** RECORDS follows **

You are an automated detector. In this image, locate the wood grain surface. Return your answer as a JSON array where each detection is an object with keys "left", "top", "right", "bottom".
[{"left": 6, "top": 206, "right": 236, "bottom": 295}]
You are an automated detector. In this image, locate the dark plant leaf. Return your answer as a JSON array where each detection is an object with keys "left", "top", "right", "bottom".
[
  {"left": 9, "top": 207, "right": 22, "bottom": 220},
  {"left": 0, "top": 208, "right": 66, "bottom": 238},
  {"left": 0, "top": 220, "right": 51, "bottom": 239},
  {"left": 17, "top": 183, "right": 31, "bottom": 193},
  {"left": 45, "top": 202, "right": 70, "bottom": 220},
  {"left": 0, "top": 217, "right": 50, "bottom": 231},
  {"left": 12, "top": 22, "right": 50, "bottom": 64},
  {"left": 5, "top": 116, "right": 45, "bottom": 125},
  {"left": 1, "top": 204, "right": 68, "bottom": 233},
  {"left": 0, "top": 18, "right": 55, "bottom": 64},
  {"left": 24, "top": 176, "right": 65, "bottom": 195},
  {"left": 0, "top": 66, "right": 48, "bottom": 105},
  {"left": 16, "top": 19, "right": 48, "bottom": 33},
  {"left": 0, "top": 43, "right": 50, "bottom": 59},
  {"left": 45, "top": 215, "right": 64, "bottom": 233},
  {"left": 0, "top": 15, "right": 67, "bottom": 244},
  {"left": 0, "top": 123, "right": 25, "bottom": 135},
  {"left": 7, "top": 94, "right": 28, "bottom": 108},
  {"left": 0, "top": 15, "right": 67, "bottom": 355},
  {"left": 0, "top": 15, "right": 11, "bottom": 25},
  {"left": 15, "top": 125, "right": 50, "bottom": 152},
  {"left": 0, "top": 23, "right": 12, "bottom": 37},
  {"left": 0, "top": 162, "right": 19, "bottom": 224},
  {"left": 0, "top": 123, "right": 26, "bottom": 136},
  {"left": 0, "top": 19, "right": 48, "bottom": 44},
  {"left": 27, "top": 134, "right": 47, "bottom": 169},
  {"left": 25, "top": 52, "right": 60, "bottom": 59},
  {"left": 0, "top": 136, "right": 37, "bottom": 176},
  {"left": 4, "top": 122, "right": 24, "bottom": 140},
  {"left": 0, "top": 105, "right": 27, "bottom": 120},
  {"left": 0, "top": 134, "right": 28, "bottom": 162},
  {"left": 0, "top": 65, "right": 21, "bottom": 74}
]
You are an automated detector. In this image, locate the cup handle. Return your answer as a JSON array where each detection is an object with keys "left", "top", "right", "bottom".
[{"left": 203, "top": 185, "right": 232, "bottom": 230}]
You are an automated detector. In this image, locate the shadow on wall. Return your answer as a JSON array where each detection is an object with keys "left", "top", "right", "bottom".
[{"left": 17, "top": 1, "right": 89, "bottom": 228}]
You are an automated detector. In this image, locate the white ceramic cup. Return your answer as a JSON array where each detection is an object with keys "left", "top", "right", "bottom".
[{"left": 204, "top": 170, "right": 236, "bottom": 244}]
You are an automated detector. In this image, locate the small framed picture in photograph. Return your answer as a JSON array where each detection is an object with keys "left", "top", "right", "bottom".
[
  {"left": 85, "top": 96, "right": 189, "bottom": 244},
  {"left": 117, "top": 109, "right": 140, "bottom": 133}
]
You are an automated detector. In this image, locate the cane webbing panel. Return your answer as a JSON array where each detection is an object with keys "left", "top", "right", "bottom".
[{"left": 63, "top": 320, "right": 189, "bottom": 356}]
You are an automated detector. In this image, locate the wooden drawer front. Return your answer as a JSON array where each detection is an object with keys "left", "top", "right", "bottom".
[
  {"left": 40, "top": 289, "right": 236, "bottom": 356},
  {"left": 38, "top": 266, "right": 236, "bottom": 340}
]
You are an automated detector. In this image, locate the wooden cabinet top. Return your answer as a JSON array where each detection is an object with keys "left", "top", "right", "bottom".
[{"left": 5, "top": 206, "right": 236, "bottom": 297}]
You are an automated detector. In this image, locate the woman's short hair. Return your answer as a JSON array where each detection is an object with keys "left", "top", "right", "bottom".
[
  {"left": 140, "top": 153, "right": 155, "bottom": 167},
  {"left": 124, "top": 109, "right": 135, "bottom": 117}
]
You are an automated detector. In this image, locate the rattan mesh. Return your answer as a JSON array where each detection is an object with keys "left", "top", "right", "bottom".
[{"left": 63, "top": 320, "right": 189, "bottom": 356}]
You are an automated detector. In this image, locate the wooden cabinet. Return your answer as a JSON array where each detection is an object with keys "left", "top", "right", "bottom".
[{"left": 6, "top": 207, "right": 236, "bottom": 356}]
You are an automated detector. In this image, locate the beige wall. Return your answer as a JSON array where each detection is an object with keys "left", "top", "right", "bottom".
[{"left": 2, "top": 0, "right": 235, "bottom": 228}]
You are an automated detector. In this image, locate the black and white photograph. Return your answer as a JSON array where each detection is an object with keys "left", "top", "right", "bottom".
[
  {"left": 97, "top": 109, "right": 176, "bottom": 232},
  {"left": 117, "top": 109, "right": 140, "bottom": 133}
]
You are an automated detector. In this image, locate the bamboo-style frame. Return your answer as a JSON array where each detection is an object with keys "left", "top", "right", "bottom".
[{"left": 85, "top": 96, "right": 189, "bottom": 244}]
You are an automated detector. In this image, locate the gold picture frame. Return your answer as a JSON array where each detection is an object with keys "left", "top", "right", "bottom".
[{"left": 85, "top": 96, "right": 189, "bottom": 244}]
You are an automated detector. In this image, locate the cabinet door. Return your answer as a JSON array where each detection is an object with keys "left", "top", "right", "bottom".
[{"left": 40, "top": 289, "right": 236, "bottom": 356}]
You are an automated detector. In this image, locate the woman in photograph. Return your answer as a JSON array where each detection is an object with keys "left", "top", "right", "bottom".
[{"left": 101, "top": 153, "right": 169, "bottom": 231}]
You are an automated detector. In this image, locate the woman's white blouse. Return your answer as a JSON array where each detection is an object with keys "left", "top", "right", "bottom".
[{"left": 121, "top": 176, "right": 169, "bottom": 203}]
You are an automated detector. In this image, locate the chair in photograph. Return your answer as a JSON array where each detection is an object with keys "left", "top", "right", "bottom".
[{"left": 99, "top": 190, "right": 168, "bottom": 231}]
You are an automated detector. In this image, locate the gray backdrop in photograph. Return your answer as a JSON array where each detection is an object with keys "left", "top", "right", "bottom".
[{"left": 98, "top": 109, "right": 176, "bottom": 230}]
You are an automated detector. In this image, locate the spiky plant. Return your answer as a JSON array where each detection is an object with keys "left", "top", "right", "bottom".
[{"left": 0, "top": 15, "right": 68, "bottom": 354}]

** End of RECORDS **

▸ TASK STATEMENT
Give the data again, exactly as it appears above.

▸ RESULT BELOW
You are an automated detector. In this image, locate the wood grain surface. Return your answer as a JSON array where each detection is an object with keys "left", "top", "right", "bottom".
[{"left": 6, "top": 206, "right": 236, "bottom": 295}]
You are an automated detector. In this image, locate the dark plant leaf. Return your answer as a JSON array where each detection is an object with keys "left", "top", "right", "bottom".
[
  {"left": 9, "top": 207, "right": 22, "bottom": 220},
  {"left": 0, "top": 208, "right": 66, "bottom": 238},
  {"left": 0, "top": 220, "right": 51, "bottom": 239},
  {"left": 17, "top": 183, "right": 31, "bottom": 193},
  {"left": 45, "top": 202, "right": 70, "bottom": 220},
  {"left": 0, "top": 217, "right": 50, "bottom": 231},
  {"left": 12, "top": 22, "right": 50, "bottom": 64},
  {"left": 5, "top": 116, "right": 45, "bottom": 125},
  {"left": 1, "top": 204, "right": 68, "bottom": 233},
  {"left": 0, "top": 18, "right": 55, "bottom": 64},
  {"left": 24, "top": 176, "right": 65, "bottom": 195},
  {"left": 0, "top": 66, "right": 48, "bottom": 105},
  {"left": 16, "top": 19, "right": 48, "bottom": 33},
  {"left": 0, "top": 43, "right": 50, "bottom": 59},
  {"left": 45, "top": 215, "right": 64, "bottom": 233},
  {"left": 0, "top": 15, "right": 67, "bottom": 244},
  {"left": 0, "top": 123, "right": 25, "bottom": 135},
  {"left": 7, "top": 94, "right": 28, "bottom": 108},
  {"left": 0, "top": 15, "right": 67, "bottom": 355},
  {"left": 0, "top": 15, "right": 11, "bottom": 25},
  {"left": 15, "top": 125, "right": 50, "bottom": 152},
  {"left": 0, "top": 23, "right": 12, "bottom": 37},
  {"left": 0, "top": 162, "right": 19, "bottom": 224},
  {"left": 0, "top": 123, "right": 26, "bottom": 136},
  {"left": 0, "top": 19, "right": 48, "bottom": 44},
  {"left": 27, "top": 134, "right": 47, "bottom": 169},
  {"left": 25, "top": 52, "right": 60, "bottom": 59},
  {"left": 0, "top": 136, "right": 37, "bottom": 176},
  {"left": 4, "top": 122, "right": 24, "bottom": 140},
  {"left": 0, "top": 105, "right": 27, "bottom": 120},
  {"left": 0, "top": 134, "right": 28, "bottom": 162},
  {"left": 0, "top": 65, "right": 21, "bottom": 74}
]
You are an automated detector. In this image, locate the cup handle. Return your answer as a JSON array where each detection is an object with keys "left", "top", "right", "bottom".
[{"left": 203, "top": 185, "right": 232, "bottom": 230}]
You are an automated detector. In this image, locate the shadow on wall. Return your answer as a JSON array where each detection is an object with keys "left", "top", "right", "bottom".
[{"left": 17, "top": 1, "right": 89, "bottom": 228}]
You are an automated detector. In this image, locate the white ceramic cup. Return your answer as a JSON array where each detection is an object with keys "left", "top", "right", "bottom".
[{"left": 204, "top": 170, "right": 236, "bottom": 244}]
You are an automated detector. In this image, locate the small framed picture in photograph. Return your answer as a JSON array where each detection is an object with keys "left", "top", "right", "bottom".
[
  {"left": 85, "top": 96, "right": 189, "bottom": 244},
  {"left": 117, "top": 109, "right": 140, "bottom": 133}
]
You are an automated detector. In this image, locate the cane webbing panel. Return your answer as a JSON array where each detection is an object with keys "left", "top", "right", "bottom".
[{"left": 63, "top": 320, "right": 189, "bottom": 356}]
You are an automated detector. In this image, locate the wooden drawer front. Return your answer as a JSON array where each detection is an object with keys "left", "top", "right", "bottom".
[
  {"left": 40, "top": 289, "right": 236, "bottom": 356},
  {"left": 38, "top": 266, "right": 236, "bottom": 340}
]
You are an automated detector. In this image, locate the wooden cabinet top. Return your answer as a JSON array where each detection is an object with keys "left", "top", "right", "bottom".
[{"left": 5, "top": 206, "right": 236, "bottom": 297}]
You are an automated detector. In this image, locate the woman's short hair. Return your answer as a JSON array where each detection is an object with keys "left", "top", "right", "bottom".
[
  {"left": 140, "top": 153, "right": 155, "bottom": 167},
  {"left": 124, "top": 109, "right": 135, "bottom": 117}
]
You are an automated detector. In this image, locate the rattan mesh. Return your answer as a JSON array where each detection is an object with keys "left", "top", "right", "bottom".
[{"left": 63, "top": 320, "right": 189, "bottom": 356}]
You are an automated detector. In this image, locate the wooden cabinet. Return your answer as a JSON array where each detection is an object with keys "left", "top", "right", "bottom".
[{"left": 6, "top": 207, "right": 236, "bottom": 356}]
You are an automated detector. In this image, locate the beige wall. Return your answer as a JSON array where each detection is an object with keys "left", "top", "right", "bottom".
[{"left": 2, "top": 0, "right": 235, "bottom": 228}]
You are an automated detector. In this image, locate the black and white photograph. Return your answer as a JSON array where each detection is an object with keys "left", "top", "right", "bottom".
[
  {"left": 97, "top": 109, "right": 176, "bottom": 232},
  {"left": 117, "top": 109, "right": 140, "bottom": 133}
]
You are an automated detector. In this image, locate the bamboo-style frame. Return your answer as a JSON array where each detection is an object with keys "left", "top", "right", "bottom".
[{"left": 85, "top": 96, "right": 189, "bottom": 244}]
You are an automated detector. In this image, locate the gold picture frame. Return your answer as a JSON array where each detection is an object with keys "left", "top", "right", "bottom".
[{"left": 85, "top": 96, "right": 189, "bottom": 244}]
You are an automated detector. In this image, locate the cabinet door. Return your answer as a JSON array where each detection is an object with keys "left", "top", "right", "bottom".
[{"left": 40, "top": 289, "right": 236, "bottom": 356}]
You are an automated detector. In this image, locate the woman in photograph. Return your answer as a JSON array where each detection is an object with keys "left", "top", "right", "bottom".
[{"left": 101, "top": 153, "right": 169, "bottom": 231}]
You are an automated detector. In this image, locate the woman's white blouse. Return your answer as a JSON array where each detection is an object with keys "left", "top", "right", "bottom".
[{"left": 121, "top": 176, "right": 169, "bottom": 203}]
You are an automated detector. In this image, locate the chair in photograph. Return your answer as a JSON array where each detection is an object with keys "left", "top", "right", "bottom".
[{"left": 99, "top": 190, "right": 168, "bottom": 231}]
You are an automated detector. In this image, locate the gray backdrop in photograph. Return your answer as a JSON array where each detection is an object with keys "left", "top", "right", "bottom".
[{"left": 98, "top": 109, "right": 176, "bottom": 230}]
You are an automated detector. In this image, locate the spiky plant. Return your answer as a JSON array where each detection is an object with keys "left", "top", "right", "bottom".
[{"left": 0, "top": 15, "right": 68, "bottom": 354}]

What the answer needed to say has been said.